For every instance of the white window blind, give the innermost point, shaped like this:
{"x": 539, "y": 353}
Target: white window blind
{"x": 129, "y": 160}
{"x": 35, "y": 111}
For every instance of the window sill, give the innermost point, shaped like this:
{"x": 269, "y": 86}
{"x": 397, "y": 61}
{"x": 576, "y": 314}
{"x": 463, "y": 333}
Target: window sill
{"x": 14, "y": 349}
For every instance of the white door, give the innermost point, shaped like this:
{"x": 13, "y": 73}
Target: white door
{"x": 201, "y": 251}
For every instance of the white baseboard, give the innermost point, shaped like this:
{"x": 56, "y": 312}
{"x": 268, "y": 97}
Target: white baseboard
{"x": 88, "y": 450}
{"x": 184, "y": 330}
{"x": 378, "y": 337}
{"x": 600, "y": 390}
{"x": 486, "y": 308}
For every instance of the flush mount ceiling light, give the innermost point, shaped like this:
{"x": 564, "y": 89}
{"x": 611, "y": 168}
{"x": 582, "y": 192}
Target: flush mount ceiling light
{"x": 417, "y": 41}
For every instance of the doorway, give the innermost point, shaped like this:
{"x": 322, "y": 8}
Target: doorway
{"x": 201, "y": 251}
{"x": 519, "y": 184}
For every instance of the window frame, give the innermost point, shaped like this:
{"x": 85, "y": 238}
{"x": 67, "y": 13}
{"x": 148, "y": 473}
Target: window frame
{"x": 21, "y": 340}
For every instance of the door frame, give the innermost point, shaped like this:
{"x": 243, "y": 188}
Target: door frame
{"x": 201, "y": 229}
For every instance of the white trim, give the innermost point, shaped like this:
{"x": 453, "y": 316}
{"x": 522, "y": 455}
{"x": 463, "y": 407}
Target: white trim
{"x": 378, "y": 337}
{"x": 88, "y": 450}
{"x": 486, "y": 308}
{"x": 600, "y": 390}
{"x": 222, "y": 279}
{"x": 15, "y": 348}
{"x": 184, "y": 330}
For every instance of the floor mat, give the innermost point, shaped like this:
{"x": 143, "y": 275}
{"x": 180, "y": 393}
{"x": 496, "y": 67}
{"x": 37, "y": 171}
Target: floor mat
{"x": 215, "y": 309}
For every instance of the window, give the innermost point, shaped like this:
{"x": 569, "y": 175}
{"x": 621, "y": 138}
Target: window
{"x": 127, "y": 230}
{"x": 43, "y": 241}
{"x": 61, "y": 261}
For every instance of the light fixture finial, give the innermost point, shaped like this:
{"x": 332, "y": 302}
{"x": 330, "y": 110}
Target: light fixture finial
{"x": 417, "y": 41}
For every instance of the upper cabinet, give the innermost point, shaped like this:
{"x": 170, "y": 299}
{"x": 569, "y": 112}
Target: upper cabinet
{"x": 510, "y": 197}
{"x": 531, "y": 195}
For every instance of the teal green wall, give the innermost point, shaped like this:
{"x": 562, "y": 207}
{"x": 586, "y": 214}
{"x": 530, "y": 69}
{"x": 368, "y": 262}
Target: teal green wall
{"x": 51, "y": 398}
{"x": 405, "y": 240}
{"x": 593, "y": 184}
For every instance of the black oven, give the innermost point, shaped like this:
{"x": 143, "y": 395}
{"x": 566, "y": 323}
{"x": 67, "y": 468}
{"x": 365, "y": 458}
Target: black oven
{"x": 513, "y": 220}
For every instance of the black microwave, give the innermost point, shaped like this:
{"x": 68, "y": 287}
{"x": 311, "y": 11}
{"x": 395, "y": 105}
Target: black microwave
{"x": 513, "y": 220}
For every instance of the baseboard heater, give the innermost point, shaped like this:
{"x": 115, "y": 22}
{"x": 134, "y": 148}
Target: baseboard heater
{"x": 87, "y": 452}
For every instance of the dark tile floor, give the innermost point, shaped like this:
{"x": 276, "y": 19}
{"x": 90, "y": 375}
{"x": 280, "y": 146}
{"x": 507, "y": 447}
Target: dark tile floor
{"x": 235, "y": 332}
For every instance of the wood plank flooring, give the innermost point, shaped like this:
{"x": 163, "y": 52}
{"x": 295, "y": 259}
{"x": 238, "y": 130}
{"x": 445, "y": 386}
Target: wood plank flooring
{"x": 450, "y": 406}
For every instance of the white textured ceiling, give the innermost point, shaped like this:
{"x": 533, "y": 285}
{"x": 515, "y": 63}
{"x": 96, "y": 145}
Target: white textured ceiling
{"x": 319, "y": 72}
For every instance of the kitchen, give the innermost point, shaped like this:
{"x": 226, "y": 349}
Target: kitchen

Assignment.
Word for word, restate all of the data shown above.

The answer.
For every instance of the white window blind, give the innermost point, shaped like this:
{"x": 539, "y": 353}
Target: white window blind
{"x": 129, "y": 160}
{"x": 35, "y": 111}
For every instance of the window sill, give the innermost point, shaped like this:
{"x": 269, "y": 86}
{"x": 397, "y": 61}
{"x": 576, "y": 314}
{"x": 463, "y": 333}
Target: window sill
{"x": 14, "y": 349}
For every instance of the white door, give the innermost point, shaped like this:
{"x": 13, "y": 73}
Target: white door
{"x": 201, "y": 251}
For every instance of the white baseboard, give the innermost point, shaped like this:
{"x": 56, "y": 312}
{"x": 268, "y": 97}
Target: white baseboard
{"x": 88, "y": 450}
{"x": 184, "y": 330}
{"x": 378, "y": 337}
{"x": 600, "y": 390}
{"x": 486, "y": 308}
For every instance of the flush mount ceiling light, give the innermost point, shaped like this:
{"x": 564, "y": 89}
{"x": 611, "y": 168}
{"x": 582, "y": 192}
Target: flush mount ceiling light
{"x": 417, "y": 41}
For every instance of the doorway, give the innermost point, shaped like this:
{"x": 322, "y": 8}
Target: doorway
{"x": 201, "y": 251}
{"x": 519, "y": 184}
For every instance of the window frame, give the innermost point, shaped like this:
{"x": 85, "y": 238}
{"x": 67, "y": 13}
{"x": 148, "y": 473}
Target: window frame
{"x": 21, "y": 340}
For every instance of the door frame, give the innermost point, shaped like this:
{"x": 243, "y": 188}
Target: door frame
{"x": 201, "y": 229}
For every instance of the white trim, give the innermost point, shaped like this:
{"x": 453, "y": 316}
{"x": 522, "y": 455}
{"x": 463, "y": 407}
Target: white trim
{"x": 378, "y": 337}
{"x": 88, "y": 450}
{"x": 486, "y": 308}
{"x": 600, "y": 390}
{"x": 222, "y": 279}
{"x": 15, "y": 348}
{"x": 184, "y": 330}
For every instance of the floor mat, give the innermost point, shaped like this:
{"x": 143, "y": 275}
{"x": 180, "y": 393}
{"x": 496, "y": 67}
{"x": 37, "y": 171}
Target: floor mat
{"x": 215, "y": 309}
For every instance of the window, give the innermost point, shaped like this:
{"x": 569, "y": 175}
{"x": 621, "y": 138}
Target: window
{"x": 127, "y": 230}
{"x": 43, "y": 241}
{"x": 61, "y": 261}
For every instance of the light fixture finial, give the innermost point, shaped like this:
{"x": 332, "y": 302}
{"x": 330, "y": 110}
Target: light fixture finial
{"x": 417, "y": 41}
For every instance of the upper cabinet, give the innermost point, shaped like this:
{"x": 170, "y": 299}
{"x": 569, "y": 112}
Target: upper cabinet
{"x": 510, "y": 197}
{"x": 531, "y": 195}
For every instance of the teal green wall, give the innermost point, shaped like this:
{"x": 562, "y": 207}
{"x": 586, "y": 214}
{"x": 530, "y": 69}
{"x": 368, "y": 262}
Target: teal green wall
{"x": 51, "y": 398}
{"x": 405, "y": 240}
{"x": 593, "y": 184}
For every instance of the black oven, give the innermost point, shaped like this:
{"x": 143, "y": 395}
{"x": 566, "y": 323}
{"x": 67, "y": 468}
{"x": 365, "y": 458}
Target: black oven
{"x": 513, "y": 220}
For every instance of the black microwave, give the innermost point, shaped like this:
{"x": 68, "y": 287}
{"x": 311, "y": 11}
{"x": 395, "y": 105}
Target: black microwave
{"x": 513, "y": 220}
For every instance of the baseboard heater, give the innermost point, shaped like this:
{"x": 115, "y": 22}
{"x": 134, "y": 148}
Target: baseboard heater
{"x": 87, "y": 452}
For every instance of the dark tile floor, give the innermost point, shaped like this:
{"x": 276, "y": 19}
{"x": 90, "y": 375}
{"x": 280, "y": 146}
{"x": 507, "y": 447}
Target: dark tile floor
{"x": 235, "y": 332}
For every instance of the wood plank flooring, give the innermost point, shaped like this:
{"x": 163, "y": 52}
{"x": 295, "y": 259}
{"x": 238, "y": 130}
{"x": 445, "y": 386}
Target: wood plank flooring
{"x": 450, "y": 406}
For every instance of the white textured ceiling, give the innermost point, shaped like this:
{"x": 533, "y": 285}
{"x": 515, "y": 63}
{"x": 96, "y": 145}
Target: white textured ceiling
{"x": 319, "y": 72}
For every instance of the kitchen, give the innermost point, shaped like this:
{"x": 226, "y": 349}
Target: kitchen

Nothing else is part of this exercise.